EXERCISE:
Format these records as a two-column CSV with the headers text and answer, one row per record. Put each record's text and its answer in their own quoted fields, and change any line breaks to spaces.

Stored items from a collection:
━━━━
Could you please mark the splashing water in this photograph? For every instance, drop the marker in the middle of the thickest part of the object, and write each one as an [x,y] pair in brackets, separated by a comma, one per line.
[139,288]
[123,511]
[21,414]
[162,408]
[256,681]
━━━━
RESULT:
text,answer
"Could you please mark the splashing water in this photograph? For every instance, drop the marker in the middle of the thickest part of the object, and write each one as an [x,y] pair in brackets, separated by a comma, one per line.","[139,288] [123,511] [21,414] [162,408] [256,681]"